-------- Supplied records --------
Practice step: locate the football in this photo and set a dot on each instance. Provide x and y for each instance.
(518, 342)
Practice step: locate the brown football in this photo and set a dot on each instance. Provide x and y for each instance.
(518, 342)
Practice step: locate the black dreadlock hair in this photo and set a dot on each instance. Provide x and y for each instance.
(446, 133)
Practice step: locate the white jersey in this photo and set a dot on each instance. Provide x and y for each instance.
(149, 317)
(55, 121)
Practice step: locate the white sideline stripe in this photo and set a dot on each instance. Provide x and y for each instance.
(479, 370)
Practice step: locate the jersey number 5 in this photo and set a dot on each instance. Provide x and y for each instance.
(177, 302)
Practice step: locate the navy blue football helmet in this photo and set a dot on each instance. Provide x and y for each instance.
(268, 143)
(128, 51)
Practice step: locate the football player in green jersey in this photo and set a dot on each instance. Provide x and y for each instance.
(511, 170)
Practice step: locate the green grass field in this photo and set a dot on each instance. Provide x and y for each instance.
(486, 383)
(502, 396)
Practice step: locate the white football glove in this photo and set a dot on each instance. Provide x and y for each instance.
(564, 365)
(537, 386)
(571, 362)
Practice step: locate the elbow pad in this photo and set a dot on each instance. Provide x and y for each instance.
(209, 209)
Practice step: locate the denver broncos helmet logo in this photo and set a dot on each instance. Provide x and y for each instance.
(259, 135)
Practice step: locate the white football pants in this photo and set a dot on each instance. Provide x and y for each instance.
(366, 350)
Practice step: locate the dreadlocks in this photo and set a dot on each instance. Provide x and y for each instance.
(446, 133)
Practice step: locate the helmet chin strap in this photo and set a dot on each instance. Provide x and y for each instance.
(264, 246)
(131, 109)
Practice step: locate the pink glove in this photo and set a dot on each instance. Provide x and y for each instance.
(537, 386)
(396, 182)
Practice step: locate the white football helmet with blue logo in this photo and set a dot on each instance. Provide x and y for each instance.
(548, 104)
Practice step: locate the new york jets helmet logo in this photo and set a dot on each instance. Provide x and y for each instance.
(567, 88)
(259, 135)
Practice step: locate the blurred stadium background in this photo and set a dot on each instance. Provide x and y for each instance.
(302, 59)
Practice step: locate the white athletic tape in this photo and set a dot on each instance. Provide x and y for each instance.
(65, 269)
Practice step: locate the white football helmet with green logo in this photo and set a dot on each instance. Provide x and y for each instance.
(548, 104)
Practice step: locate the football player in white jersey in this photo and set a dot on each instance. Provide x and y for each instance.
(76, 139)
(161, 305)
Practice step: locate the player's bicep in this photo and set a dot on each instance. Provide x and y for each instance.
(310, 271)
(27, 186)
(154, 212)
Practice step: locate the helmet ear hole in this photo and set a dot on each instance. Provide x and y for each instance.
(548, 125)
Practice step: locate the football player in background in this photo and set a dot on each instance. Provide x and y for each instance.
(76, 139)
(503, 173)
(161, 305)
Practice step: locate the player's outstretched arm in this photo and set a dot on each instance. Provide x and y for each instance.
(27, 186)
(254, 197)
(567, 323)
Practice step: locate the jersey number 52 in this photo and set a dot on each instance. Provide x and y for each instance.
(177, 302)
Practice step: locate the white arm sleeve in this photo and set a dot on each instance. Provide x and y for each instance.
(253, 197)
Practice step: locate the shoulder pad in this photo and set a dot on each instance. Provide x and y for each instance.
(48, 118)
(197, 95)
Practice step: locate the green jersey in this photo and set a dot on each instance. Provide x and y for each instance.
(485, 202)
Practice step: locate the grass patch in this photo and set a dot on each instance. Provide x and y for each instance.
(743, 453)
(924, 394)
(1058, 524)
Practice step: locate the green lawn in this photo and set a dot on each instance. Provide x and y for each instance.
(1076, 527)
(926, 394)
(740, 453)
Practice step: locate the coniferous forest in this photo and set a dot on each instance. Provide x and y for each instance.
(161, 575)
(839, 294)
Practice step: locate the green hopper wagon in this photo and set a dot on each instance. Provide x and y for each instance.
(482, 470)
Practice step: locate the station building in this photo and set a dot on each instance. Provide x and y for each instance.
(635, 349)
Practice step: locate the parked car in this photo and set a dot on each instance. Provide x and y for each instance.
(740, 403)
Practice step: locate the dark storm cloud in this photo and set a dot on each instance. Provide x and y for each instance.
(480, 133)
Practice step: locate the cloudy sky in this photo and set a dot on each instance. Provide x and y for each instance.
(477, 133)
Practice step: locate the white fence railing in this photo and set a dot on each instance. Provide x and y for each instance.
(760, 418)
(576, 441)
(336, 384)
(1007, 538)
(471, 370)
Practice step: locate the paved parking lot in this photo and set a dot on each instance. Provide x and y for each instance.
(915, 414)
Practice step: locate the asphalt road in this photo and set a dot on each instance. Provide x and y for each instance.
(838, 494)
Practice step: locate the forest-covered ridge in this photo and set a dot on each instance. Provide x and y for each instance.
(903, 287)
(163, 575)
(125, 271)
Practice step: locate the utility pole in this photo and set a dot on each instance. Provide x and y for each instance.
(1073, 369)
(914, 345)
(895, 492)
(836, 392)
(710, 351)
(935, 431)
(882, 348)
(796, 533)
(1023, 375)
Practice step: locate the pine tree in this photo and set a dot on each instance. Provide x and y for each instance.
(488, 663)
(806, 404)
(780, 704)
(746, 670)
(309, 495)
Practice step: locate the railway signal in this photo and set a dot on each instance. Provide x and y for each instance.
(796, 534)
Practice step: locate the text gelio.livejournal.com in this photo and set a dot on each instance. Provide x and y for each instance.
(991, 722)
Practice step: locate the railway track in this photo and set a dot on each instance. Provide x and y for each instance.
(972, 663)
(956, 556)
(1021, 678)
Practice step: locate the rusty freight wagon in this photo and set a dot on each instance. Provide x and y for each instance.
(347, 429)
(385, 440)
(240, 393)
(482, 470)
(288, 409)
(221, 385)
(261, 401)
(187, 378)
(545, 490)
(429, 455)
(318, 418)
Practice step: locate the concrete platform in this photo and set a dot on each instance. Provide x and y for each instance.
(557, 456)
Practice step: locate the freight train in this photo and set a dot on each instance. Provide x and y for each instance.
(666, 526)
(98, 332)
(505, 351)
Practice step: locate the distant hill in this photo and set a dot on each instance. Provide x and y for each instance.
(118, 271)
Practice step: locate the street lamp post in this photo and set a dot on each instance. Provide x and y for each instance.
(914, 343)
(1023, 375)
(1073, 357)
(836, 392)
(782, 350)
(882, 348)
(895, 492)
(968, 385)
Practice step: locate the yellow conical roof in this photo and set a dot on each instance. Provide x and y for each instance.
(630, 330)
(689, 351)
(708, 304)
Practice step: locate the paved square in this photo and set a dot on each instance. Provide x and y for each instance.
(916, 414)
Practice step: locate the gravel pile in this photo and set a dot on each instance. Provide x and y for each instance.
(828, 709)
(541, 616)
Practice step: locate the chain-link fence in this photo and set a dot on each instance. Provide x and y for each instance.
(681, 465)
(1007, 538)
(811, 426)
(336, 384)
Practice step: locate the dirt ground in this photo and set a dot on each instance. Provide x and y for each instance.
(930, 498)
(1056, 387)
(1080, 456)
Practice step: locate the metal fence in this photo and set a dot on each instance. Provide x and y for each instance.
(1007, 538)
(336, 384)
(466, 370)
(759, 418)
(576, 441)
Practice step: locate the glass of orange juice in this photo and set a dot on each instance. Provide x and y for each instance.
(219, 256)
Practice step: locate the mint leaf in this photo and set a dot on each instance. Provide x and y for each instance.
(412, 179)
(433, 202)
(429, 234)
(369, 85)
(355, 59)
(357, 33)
--------
Your task: The entries above should be repeated exactly, every one of them.

Solution to this task:
Practice step: locate the football in this photo and set a dot on each instance. Provide x and y for each instance.
(518, 342)
Practice step: locate the brown football in this photo and set a dot on each instance. Provide x and y for each instance.
(518, 342)
Practice step: locate the black dreadlock hair in this photo and set a dot on each instance. Provide x and y for each instance.
(446, 133)
Practice step: locate the white jersey in this photo and set a dot on each instance. Provide x and y for each instance.
(149, 317)
(55, 121)
Practice step: locate the white sideline stripe in this photo and set a dot on each instance. Provide x and y for each instance.
(479, 370)
Practice step: locate the jersey number 5 in this photo and set a dot on each instance. Provide x and y for each instance.
(177, 302)
Practice step: locate the navy blue football helmet in this photo and set a dot on each instance. Provide x and y for each instance.
(268, 143)
(128, 51)
Practice step: locate the football player in green jersey in this photo and set a dot on each instance. Provide x and y for each instance.
(511, 170)
Practice step: locate the green grass field in this photo and set a dot on each instance. Provide x and y for each instance.
(486, 383)
(502, 396)
Practice step: locate the white football glove in this photo and set a dot on each instance. Provide x and y for each instance.
(564, 365)
(537, 386)
(571, 362)
Practice step: locate the elbow pad in this photo and set a dot on each instance. Provide x and y for each instance.
(209, 209)
Practice step: locate the denver broncos helmet logo in this photo and set a dot on each instance. Provide x and y for each instance.
(259, 135)
Practice step: locate the white football pants in this photo and set a dot on each instance. Provide x and y for each instance.
(366, 350)
Practice step: locate the dreadlocks in this photo and set a dot on each instance. Provide x and y for each instance.
(446, 133)
Practice step: locate the helmet chin strap in this photo and set a dot on each instance. Provide x and y for each instance.
(264, 246)
(131, 109)
Practice step: locate the pink glove in this photo and set a dot on each instance. Provide x and y for each instance.
(537, 386)
(396, 182)
Practice step: locate the white football helmet with blue logo in this photo and set a dot on each instance. Provide x and y for each instance.
(548, 104)
Practice step: locate the new york jets helmet logo in this photo and set a dot on each instance. Provide x and y for each instance.
(567, 88)
(259, 135)
Practice step: locate the blurred stadium background in this photo and set a dot on each instance. Provide x and y for each instance.
(302, 59)
Practice step: locate the white athletic tape in this photo and set a dot on each instance. Provide x and y for each instance.
(65, 269)
Practice step: locate the white football helmet with green logo in this photo and set a dot on each instance. Provide x and y for each instance.
(548, 104)
Practice step: locate the football player in white jersey in this photo and set a dot on each instance. Provide x and y for each instance.
(76, 139)
(161, 305)
Practice step: locate the player's bicep in this photo and set a dot on each instance. Provide x and y for each instance.
(310, 271)
(27, 186)
(154, 212)
Practice step: locate the helmet ear hole in this photo and set a dot on each instance. Provide x and y for each instance.
(548, 125)
Practice step: locate the football player in background in this photo and set a dot on each instance. Provide x and y for each instance.
(76, 139)
(503, 173)
(161, 305)
Practice step: locate the player's outstretched arm in this photo and set a dot on each instance. Provide x and y for each instance.
(27, 186)
(254, 197)
(567, 323)
Practice step: locate the jersey number 52 in this photo and set a dot on each instance. Provide x and y for each instance.
(177, 302)
Practice step: locate the white arm sleeve in this photo and set a dot on each instance. Provide x and y for each instance.
(253, 197)
Practice step: locate the shoulder pad in this photo and set a dot on each instance. Provide x and y for each instance.
(48, 118)
(197, 95)
Practice step: locate the green jersey in this photo and set a dot on each instance. Provide x and y for each instance.
(485, 202)
Practice step: locate the grass patch in this photo and set a dot on each instance. Provide x and y for each instance.
(743, 453)
(924, 394)
(1058, 524)
Practice step: locate the green lawn in this photo and set a dot on each instance. Provide x and y for each instance.
(1076, 527)
(926, 394)
(740, 453)
Practice step: locate the coniferous forest in this photo and set a dot on each instance. Provide x and y for each instance.
(161, 575)
(839, 294)
Practice step: locate the green hopper wagon in this photo and set a dot on each instance. Provide x and y for each instance.
(482, 470)
Practice step: locate the station building in this photo and set a dot on each instance. Provide x and y for each instance.
(635, 349)
Practice step: locate the parked car in this photo and set a dot on each instance. Provide x and y for each instance.
(740, 403)
Practice step: locate the dark storm cloud in this photo and set a dot on each instance. Provide x and y for each instance.
(480, 133)
Practice step: locate the cloudy sky in this photo and set a dot on each instance. Provide x and y for each instance.
(477, 133)
Practice step: locate the white fence railing in this photo and set a dot on each instance. Provide x and y for each instance.
(760, 418)
(576, 441)
(336, 384)
(1007, 538)
(471, 370)
Practice step: locate the paved parking lot in this photo and set a dot on each instance. Provide x and y for each instance.
(915, 414)
Practice step: locate the asphalt road in this photo and set a dot on each instance. Provide x and y for each instance.
(838, 494)
Practice step: locate the forest-covered ridge in this photo and set a dot on each instance. Provide x and y for each instance.
(903, 287)
(163, 575)
(125, 271)
Practice step: locate the utility pole in this photo and set a dot on each instance. Provide x and y for each instance.
(1073, 369)
(914, 345)
(895, 492)
(836, 392)
(710, 351)
(935, 431)
(882, 348)
(796, 533)
(1023, 375)
Practice step: locate the pine tree in this photo and set a dot on each instance. Provide x and y for each instance.
(488, 663)
(806, 404)
(780, 704)
(746, 670)
(309, 495)
Practice step: locate the railway signal in this photo and set a dot on each instance. Provide x and y for each instance.
(796, 534)
Practice step: locate the text gelio.livejournal.com in this photo and set a dot on each instance. Provide x and y for each instance.
(991, 722)
Practice step: locate the railway track in this photo and set a dot on each instance. Provide x and y for each instance.
(972, 663)
(956, 556)
(1021, 678)
Practice step: locate the rusty freight wagon in this photo and set a dot on each instance. Provide x and y for each instance.
(347, 429)
(385, 440)
(240, 393)
(482, 470)
(288, 409)
(221, 385)
(261, 401)
(187, 378)
(545, 490)
(429, 455)
(318, 418)
Practice step: locate the concrete platform in this photo and set a dot on each instance. Provide x and y for each instance.
(557, 456)
Practice step: locate the freight train in this photo and set a dot on each instance. Provide x and y for each instance.
(666, 526)
(98, 332)
(505, 351)
Practice step: locate the distant hill in this photo and set a dot on each instance. Provide x and y for each instance.
(118, 271)
Practice step: locate the street lamp post in this photo and set a dot on each instance. Provide x and y for each instance.
(914, 343)
(1023, 375)
(1073, 357)
(836, 392)
(782, 350)
(882, 348)
(895, 492)
(968, 385)
Practice step: locate the yellow conical roof in this photo and set a dot on each instance. Provide x and y for each instance.
(630, 330)
(689, 351)
(708, 304)
Practice step: locate the paved square in this photo and set a dot on each instance. Provide x and y for each instance.
(916, 414)
Practice step: locate the gravel pile in this photo and set a dot on each instance. Provide x and y for each instance.
(828, 709)
(541, 616)
Practice step: locate the chain-link fence in this photo and set a dot on each instance. Provide x and y for each instance.
(681, 465)
(1007, 538)
(811, 426)
(336, 384)
Practice step: locate the dirt ground in this photo and set a dot on each instance. Provide x and y for each instance.
(930, 498)
(1056, 387)
(1080, 456)
Practice step: locate the metal fence in this photo and set a dot on each instance. Provide x and y for each instance.
(1007, 538)
(336, 384)
(466, 370)
(759, 418)
(576, 441)
Practice step: locate the glass of orange juice in this photo and set a dot on each instance. Provide x and y for each instance.
(219, 256)
Practice step: locate the mint leaf in this photo and set a dot on each instance. Provide x and y for each instance.
(412, 179)
(433, 202)
(429, 234)
(369, 85)
(355, 59)
(357, 33)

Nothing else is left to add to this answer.